AIM: Reproduce word for word the part of the society column on The Villas at Olive Mill that begins with the words containing "Folded Hills owners" and ends with "her on-screen job.".
[start of PAGE TEXT]
Welcome to the Neighborhood

By Richard Mineards   |   March 28, 2019
Partners Tod Berlinger and John Price cut the ribbon at The Villas at Olive Mill with Renee Grubb, Gregg Hartman, and Quinn and Audrey Berlinger on the balcony (photo by Priscilla)

Social gridlock reigned when developer John Price and wife, Janna, and business partners Tod and Audrey Berlinger, opened The Villas at Olive Mill, nearly 15 years after first submitting their building application and going through 28 hearings between 2004 and 2017.

The Spanish colonial-style, three-story mixed-use property on the corner of Coast Village Road and Olive Mill Road, formerly the home of the Unocal 76 gas station, which was demolished in 2016, consists of 4,800 sq. ft. of commercial space on the ground floor and 14,000 sq. ft. of residential space on the second and third floors, with two three-bedroom units and three two-bedroom units priced between $3 and $5 million, two of which have already been sold, Janna tells me.

The stores include former Santa Barbara Polo Club patron Andy Busch and his wife Kim‘s new Folded Hills wine tasting room, Village Properties real estate, and Heather James Fine Art, which hosted a separate reception with owners James Carona and Heather Sacre in its 2,000 sq. ft. gallery – its fifth outlet – exhibiting works by Monet, Dali, Warhol, Lichtenstein, and Miro.

John, who described the protracted process as “a long and winding road,” cut the ceremonial ribbon on the Jeff Gorrell-designed property along with mayor Cathy Murillo, which underwent many changes in the last decade and a half after considerable community input about its size and density, with the original plans calling for eight residential units.

Among the 250 guests, listening to the music of classical guitarist Chris Fossek, were former mayor Helene Schneider, sheriff Bill Brown, Dana Newquist, Bendy White, Renee Grubb, Arthur von Wiesenberger, Peter and Gerd Jordano, Das Williams, Jon and Martha Bull, Doug Fell, Gregg Hart, and Pat Gregory.

The Price Family: John, Janna, and their son Jason (photo by Priscilla)
Mark Hunt, Renee Grubb, Chris Fossek, Peter Jordano, Gerd Jordano, and Helene Schneider celebrating the opening of The Villas at Olive Mill (photo by Priscilla)
Louise Borgatello, Kathy Borgatello Koeper, Tina Agnoli, and David Kim (photo by Priscilla)
Chris Agnoli, Graziano and Romana Bernardi, and Dave and Veronica Hargreaves Pintard (photo by Priscilla)
Ron and Diane Johnson, Mark and Sunny Ingalls, and Seth Hammond (photo by Priscilla)
Folded Hills owners Kim and Andrew Busch (photo by Priscilla)

Faked It ‘Til She Made It

TV talk show titan Oprah Winfrey has admitted she was a “terrible” news anchor and reporter before she found her true calling in 1978 at the age of 24.

Montecito’s most famous resident, who was named North America’s first black billionaire in 2003, reveals in her new book, The Path Made Clear, she never felt comfortable in her own skin and used a “pretend anchor voice” when she began her on-screen job.

The philanthropist, 65, who has since been awarded the Presidential Medal of Freedom by Barack Obama and honorary doctoral degrees from Harvard and Duke, admits TV bosses at the beginning of her career told her she was “the wrong color, size, and showed too much emotion.”
[end of PAGE TEXT]
[start of EXTRACTED DATA]
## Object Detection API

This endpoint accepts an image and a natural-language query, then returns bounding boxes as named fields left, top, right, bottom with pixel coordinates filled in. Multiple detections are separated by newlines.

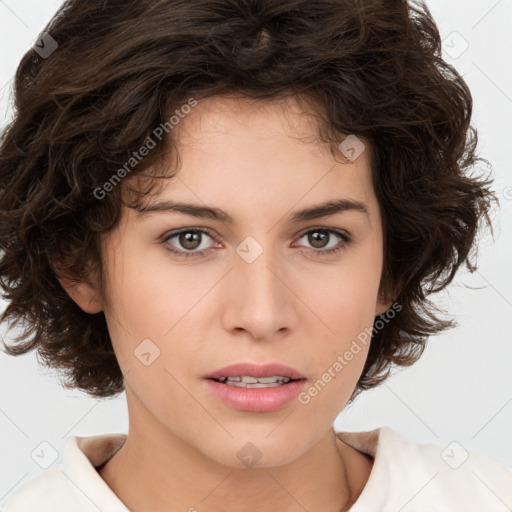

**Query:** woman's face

left=92, top=97, right=389, bottom=467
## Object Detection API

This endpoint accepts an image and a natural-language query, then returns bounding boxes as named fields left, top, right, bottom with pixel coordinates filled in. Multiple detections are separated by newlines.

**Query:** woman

left=0, top=0, right=512, bottom=512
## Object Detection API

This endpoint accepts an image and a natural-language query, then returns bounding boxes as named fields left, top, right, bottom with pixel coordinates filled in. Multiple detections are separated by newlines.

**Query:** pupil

left=180, top=231, right=200, bottom=249
left=309, top=229, right=328, bottom=249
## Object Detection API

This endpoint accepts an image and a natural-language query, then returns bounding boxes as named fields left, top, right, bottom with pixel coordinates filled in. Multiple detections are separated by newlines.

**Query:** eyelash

left=162, top=228, right=352, bottom=258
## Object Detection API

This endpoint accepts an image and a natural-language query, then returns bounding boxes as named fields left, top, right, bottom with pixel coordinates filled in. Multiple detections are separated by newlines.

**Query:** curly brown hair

left=0, top=0, right=497, bottom=400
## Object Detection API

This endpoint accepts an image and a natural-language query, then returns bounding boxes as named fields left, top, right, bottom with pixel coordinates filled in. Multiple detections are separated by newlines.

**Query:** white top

left=0, top=426, right=512, bottom=512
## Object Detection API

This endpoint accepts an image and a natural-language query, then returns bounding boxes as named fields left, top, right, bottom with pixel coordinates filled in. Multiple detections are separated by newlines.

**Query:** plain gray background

left=0, top=0, right=512, bottom=504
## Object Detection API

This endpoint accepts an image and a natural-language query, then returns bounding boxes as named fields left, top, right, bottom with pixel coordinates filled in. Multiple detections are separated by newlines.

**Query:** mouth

left=210, top=375, right=302, bottom=389
left=203, top=363, right=307, bottom=412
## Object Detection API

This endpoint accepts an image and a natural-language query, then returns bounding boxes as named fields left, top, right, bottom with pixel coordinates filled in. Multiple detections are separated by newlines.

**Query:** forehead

left=123, top=97, right=377, bottom=230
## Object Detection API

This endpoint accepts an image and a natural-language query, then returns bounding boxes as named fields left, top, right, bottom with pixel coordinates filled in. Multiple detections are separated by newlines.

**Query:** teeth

left=218, top=375, right=291, bottom=388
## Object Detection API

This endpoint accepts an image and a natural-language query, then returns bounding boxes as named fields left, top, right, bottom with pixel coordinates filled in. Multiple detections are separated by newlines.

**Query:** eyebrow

left=136, top=199, right=370, bottom=224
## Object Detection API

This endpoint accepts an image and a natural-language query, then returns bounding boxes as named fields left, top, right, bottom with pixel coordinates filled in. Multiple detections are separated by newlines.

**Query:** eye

left=299, top=228, right=351, bottom=256
left=162, top=228, right=351, bottom=258
left=163, top=228, right=217, bottom=258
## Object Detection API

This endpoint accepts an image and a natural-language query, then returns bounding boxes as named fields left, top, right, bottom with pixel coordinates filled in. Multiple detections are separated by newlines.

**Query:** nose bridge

left=235, top=236, right=283, bottom=303
left=229, top=237, right=292, bottom=338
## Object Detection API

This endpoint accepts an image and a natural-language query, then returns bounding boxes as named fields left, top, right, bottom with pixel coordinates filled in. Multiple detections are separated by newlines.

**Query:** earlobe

left=54, top=259, right=103, bottom=314
left=58, top=278, right=103, bottom=314
left=375, top=282, right=398, bottom=316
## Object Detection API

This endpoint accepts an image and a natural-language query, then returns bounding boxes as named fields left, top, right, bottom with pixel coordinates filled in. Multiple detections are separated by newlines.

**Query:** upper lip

left=204, top=362, right=306, bottom=379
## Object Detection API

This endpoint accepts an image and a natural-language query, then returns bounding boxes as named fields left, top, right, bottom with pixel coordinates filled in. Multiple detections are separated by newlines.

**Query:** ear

left=54, top=260, right=103, bottom=314
left=375, top=280, right=398, bottom=316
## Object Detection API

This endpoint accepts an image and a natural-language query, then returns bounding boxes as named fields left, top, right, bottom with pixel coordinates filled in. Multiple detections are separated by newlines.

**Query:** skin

left=62, top=97, right=392, bottom=512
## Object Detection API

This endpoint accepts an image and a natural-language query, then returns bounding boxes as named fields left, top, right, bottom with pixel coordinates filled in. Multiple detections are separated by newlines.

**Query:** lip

left=203, top=379, right=307, bottom=412
left=203, top=362, right=306, bottom=380
left=203, top=362, right=307, bottom=412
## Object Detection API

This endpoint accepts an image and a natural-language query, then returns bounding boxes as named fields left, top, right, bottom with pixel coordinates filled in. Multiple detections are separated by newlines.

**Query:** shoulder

left=338, top=427, right=512, bottom=512
left=0, top=434, right=128, bottom=512
left=0, top=464, right=89, bottom=512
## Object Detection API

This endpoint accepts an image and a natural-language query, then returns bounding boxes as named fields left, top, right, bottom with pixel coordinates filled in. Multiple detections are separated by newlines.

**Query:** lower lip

left=205, top=379, right=306, bottom=412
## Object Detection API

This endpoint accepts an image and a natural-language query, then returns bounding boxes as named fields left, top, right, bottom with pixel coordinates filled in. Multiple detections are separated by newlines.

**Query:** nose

left=223, top=241, right=299, bottom=340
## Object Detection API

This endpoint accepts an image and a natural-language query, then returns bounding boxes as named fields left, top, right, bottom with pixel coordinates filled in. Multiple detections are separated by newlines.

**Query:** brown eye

left=178, top=231, right=202, bottom=251
left=294, top=228, right=351, bottom=256
left=162, top=228, right=213, bottom=258
left=308, top=229, right=330, bottom=249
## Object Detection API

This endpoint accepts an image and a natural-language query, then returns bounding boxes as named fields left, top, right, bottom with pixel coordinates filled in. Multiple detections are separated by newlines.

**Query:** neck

left=99, top=390, right=371, bottom=512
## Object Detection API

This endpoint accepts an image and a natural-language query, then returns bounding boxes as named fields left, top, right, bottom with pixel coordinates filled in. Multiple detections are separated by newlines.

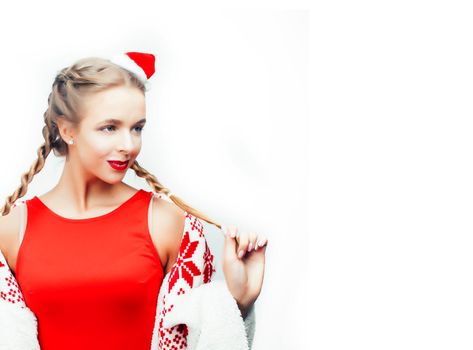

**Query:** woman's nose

left=119, top=132, right=134, bottom=151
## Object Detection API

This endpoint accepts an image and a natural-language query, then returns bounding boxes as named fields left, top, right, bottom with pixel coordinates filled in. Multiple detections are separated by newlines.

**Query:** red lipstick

left=107, top=160, right=129, bottom=171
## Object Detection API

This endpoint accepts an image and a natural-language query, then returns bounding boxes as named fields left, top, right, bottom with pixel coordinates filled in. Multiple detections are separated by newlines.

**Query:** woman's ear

left=56, top=115, right=74, bottom=143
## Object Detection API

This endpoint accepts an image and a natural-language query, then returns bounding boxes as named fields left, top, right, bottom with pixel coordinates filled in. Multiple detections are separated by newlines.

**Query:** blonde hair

left=2, top=57, right=221, bottom=228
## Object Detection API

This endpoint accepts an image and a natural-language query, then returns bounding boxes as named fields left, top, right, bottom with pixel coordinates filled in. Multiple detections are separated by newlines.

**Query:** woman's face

left=66, top=86, right=146, bottom=183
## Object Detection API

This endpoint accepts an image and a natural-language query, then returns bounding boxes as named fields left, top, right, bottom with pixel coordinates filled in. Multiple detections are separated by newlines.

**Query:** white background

left=6, top=0, right=473, bottom=350
left=0, top=1, right=315, bottom=349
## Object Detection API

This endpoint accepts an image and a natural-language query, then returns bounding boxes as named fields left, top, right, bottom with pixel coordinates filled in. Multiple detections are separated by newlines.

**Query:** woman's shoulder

left=0, top=203, right=20, bottom=270
left=150, top=193, right=186, bottom=273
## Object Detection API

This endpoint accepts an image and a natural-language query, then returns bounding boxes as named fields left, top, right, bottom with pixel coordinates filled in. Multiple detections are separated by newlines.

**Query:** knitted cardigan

left=0, top=197, right=255, bottom=350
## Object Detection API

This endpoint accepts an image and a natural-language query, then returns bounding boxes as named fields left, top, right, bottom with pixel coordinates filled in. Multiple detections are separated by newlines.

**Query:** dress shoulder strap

left=18, top=201, right=28, bottom=247
left=148, top=192, right=158, bottom=237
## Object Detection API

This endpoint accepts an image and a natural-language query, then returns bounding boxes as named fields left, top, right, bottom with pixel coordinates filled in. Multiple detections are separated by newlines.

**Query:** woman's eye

left=100, top=125, right=115, bottom=130
left=100, top=125, right=143, bottom=132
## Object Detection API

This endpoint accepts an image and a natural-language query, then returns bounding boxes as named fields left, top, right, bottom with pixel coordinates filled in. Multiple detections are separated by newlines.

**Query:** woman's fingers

left=224, top=226, right=268, bottom=259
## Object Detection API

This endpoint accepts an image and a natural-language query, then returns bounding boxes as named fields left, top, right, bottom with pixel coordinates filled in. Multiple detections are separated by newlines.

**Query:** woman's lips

left=107, top=160, right=129, bottom=170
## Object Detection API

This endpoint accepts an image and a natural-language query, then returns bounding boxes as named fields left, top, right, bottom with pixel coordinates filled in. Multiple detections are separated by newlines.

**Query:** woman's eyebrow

left=99, top=118, right=146, bottom=125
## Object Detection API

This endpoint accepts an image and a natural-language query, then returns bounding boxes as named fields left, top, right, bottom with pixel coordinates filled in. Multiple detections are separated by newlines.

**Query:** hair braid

left=127, top=160, right=222, bottom=228
left=1, top=112, right=51, bottom=216
left=1, top=57, right=221, bottom=232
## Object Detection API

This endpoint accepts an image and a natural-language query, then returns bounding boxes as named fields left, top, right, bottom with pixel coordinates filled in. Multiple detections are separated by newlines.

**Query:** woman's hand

left=222, top=226, right=268, bottom=317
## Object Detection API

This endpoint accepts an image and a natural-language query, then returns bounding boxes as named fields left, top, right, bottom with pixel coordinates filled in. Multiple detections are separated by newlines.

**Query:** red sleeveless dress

left=16, top=189, right=164, bottom=350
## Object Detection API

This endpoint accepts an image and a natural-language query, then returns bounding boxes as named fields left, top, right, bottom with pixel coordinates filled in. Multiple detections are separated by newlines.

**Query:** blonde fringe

left=1, top=57, right=222, bottom=229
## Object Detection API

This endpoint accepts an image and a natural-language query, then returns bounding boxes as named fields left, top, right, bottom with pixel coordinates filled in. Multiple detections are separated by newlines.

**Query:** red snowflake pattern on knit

left=158, top=212, right=215, bottom=350
left=0, top=252, right=26, bottom=308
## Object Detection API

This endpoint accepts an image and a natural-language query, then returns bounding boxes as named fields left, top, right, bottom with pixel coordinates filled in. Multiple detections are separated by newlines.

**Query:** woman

left=0, top=52, right=267, bottom=350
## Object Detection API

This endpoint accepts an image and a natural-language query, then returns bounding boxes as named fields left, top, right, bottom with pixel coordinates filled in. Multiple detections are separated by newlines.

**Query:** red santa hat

left=110, top=52, right=155, bottom=85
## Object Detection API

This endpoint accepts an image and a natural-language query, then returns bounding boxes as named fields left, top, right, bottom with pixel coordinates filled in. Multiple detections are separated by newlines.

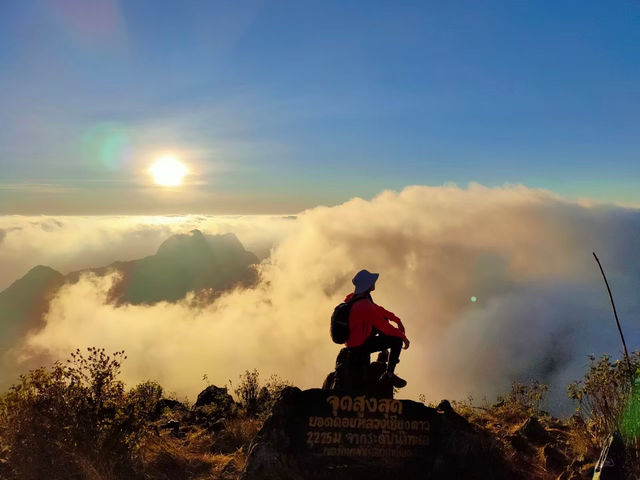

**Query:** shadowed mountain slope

left=0, top=265, right=65, bottom=349
left=0, top=230, right=258, bottom=349
left=68, top=230, right=258, bottom=304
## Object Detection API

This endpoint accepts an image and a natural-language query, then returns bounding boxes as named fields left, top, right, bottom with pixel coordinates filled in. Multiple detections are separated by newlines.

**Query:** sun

left=149, top=155, right=189, bottom=187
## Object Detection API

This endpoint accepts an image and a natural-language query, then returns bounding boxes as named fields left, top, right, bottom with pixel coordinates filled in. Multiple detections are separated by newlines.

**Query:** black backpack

left=330, top=297, right=363, bottom=345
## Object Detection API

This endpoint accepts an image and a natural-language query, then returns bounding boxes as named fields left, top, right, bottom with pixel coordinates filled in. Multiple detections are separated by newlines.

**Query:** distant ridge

left=0, top=265, right=65, bottom=349
left=0, top=230, right=258, bottom=349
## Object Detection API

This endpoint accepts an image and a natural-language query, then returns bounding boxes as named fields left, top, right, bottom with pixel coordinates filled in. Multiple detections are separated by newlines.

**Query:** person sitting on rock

left=345, top=270, right=409, bottom=388
left=367, top=350, right=393, bottom=398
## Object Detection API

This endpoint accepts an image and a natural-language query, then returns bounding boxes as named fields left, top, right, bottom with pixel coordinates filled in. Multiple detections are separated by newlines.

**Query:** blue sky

left=0, top=0, right=640, bottom=214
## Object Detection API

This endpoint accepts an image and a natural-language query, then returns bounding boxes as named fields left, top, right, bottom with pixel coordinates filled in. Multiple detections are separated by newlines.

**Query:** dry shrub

left=492, top=380, right=549, bottom=423
left=229, top=368, right=291, bottom=417
left=0, top=348, right=157, bottom=480
left=211, top=417, right=262, bottom=453
left=143, top=436, right=220, bottom=480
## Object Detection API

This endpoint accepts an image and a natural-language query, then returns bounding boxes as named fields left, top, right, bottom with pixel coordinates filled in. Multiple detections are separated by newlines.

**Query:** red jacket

left=344, top=293, right=407, bottom=347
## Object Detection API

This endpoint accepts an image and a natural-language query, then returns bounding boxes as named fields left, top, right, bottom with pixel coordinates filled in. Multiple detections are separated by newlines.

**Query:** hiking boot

left=380, top=372, right=407, bottom=388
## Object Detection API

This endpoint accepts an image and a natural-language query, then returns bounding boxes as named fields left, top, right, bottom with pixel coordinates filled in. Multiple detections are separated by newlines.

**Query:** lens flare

left=149, top=156, right=189, bottom=187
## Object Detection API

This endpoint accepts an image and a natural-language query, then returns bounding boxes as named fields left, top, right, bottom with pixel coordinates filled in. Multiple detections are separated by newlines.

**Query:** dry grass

left=142, top=418, right=261, bottom=480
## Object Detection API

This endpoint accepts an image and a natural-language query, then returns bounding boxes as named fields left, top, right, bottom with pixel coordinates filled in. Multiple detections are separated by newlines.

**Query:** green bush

left=229, top=368, right=291, bottom=417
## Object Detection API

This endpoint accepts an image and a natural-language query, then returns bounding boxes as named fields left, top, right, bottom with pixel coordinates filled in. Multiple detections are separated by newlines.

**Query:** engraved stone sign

left=244, top=388, right=509, bottom=480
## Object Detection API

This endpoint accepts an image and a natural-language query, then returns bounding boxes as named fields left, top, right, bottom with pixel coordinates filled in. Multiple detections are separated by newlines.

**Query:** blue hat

left=351, top=270, right=380, bottom=295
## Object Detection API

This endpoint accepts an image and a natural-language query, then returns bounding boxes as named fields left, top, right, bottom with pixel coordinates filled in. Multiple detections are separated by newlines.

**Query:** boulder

left=517, top=417, right=551, bottom=445
left=243, top=387, right=514, bottom=480
left=194, top=385, right=234, bottom=413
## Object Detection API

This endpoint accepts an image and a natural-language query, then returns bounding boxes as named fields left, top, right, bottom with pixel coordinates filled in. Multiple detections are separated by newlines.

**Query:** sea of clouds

left=0, top=184, right=640, bottom=412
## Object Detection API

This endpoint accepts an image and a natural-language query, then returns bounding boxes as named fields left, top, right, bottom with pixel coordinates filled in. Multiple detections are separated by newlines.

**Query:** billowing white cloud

left=5, top=185, right=640, bottom=411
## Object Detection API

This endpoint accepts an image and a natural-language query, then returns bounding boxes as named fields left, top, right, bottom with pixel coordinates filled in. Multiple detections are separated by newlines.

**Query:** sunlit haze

left=149, top=156, right=189, bottom=187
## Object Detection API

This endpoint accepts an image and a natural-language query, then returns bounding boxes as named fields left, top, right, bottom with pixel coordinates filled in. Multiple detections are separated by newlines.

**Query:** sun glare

left=149, top=156, right=189, bottom=187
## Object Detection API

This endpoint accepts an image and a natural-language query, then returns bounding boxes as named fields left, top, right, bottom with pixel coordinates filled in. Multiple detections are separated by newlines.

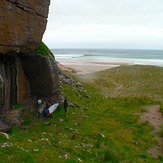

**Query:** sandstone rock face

left=21, top=55, right=59, bottom=101
left=0, top=119, right=12, bottom=132
left=0, top=0, right=50, bottom=55
left=0, top=56, right=30, bottom=114
left=0, top=0, right=60, bottom=118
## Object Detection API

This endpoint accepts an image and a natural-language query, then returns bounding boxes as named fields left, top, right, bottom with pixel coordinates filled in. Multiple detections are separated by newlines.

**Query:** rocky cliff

left=0, top=0, right=60, bottom=114
left=0, top=0, right=50, bottom=54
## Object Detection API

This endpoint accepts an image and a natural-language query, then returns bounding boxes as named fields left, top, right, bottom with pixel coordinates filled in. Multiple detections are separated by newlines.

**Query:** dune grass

left=0, top=64, right=162, bottom=163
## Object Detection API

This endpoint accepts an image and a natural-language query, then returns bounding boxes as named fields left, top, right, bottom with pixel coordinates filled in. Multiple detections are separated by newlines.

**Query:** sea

left=51, top=49, right=163, bottom=67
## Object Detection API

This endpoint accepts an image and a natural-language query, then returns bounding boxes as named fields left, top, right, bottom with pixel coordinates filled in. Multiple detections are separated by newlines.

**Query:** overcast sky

left=43, top=0, right=163, bottom=49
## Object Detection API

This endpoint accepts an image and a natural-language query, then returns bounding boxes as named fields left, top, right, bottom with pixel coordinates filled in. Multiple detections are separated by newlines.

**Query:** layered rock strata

left=0, top=0, right=60, bottom=115
left=0, top=0, right=50, bottom=55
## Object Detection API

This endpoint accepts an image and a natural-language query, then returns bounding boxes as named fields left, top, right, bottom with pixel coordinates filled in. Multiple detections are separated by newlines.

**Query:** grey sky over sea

left=43, top=0, right=163, bottom=49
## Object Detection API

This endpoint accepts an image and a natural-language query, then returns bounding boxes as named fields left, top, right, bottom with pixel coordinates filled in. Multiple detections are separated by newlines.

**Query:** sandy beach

left=58, top=62, right=130, bottom=74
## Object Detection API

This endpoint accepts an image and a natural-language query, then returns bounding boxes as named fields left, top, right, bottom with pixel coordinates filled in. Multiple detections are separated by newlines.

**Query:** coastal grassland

left=0, top=66, right=162, bottom=163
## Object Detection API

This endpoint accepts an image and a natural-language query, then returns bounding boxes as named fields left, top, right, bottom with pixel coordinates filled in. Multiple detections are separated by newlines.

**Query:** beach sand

left=58, top=62, right=130, bottom=74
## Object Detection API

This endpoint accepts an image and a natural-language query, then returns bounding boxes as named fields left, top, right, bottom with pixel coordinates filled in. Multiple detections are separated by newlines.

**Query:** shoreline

left=58, top=62, right=131, bottom=74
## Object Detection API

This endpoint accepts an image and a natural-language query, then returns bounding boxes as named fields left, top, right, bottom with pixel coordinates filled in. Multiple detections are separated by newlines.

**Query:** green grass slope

left=0, top=66, right=163, bottom=163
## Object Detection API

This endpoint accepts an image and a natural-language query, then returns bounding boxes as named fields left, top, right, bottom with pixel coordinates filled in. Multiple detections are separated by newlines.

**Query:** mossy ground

left=0, top=66, right=163, bottom=163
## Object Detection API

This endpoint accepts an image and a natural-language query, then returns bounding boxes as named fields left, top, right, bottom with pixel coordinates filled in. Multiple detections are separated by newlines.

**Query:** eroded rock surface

left=0, top=0, right=50, bottom=55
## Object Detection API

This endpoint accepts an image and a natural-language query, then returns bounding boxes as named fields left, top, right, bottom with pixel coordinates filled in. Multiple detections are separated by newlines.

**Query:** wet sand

left=58, top=62, right=130, bottom=74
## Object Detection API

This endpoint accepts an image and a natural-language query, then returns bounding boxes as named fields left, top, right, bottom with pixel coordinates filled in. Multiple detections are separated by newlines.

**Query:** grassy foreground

left=0, top=66, right=163, bottom=163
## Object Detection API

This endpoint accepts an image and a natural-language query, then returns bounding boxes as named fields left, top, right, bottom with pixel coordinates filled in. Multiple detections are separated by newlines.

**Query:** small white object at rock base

left=0, top=132, right=10, bottom=139
left=78, top=158, right=83, bottom=162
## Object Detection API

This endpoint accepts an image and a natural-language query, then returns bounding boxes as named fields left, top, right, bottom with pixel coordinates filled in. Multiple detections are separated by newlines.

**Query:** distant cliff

left=0, top=0, right=60, bottom=114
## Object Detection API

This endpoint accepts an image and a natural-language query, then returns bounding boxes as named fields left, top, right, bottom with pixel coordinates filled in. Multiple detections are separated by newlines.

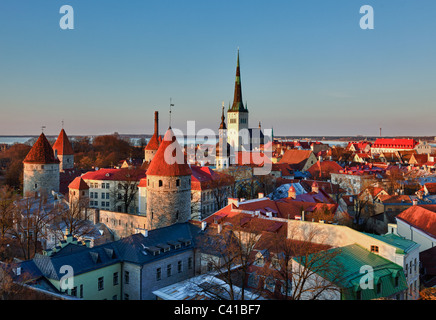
[end of EXTRACTED DATA]
COMPLETE ANSWER:
Folded Hills owners Kim and Andrew Busch (photo by Priscilla)

Faked It ‘Til She Made It

TV talk show titan Oprah Winfrey has admitted she was a “terrible” news anchor and reporter before she found her true calling in 1978 at the age of 24.

Montecito’s most famous resident, who was named North America’s first black billionaire in 2003, reveals in her new book, The Path Made Clear, she never felt comfortable in her own skin and used a “pretend anchor voice” when she began her on-screen job.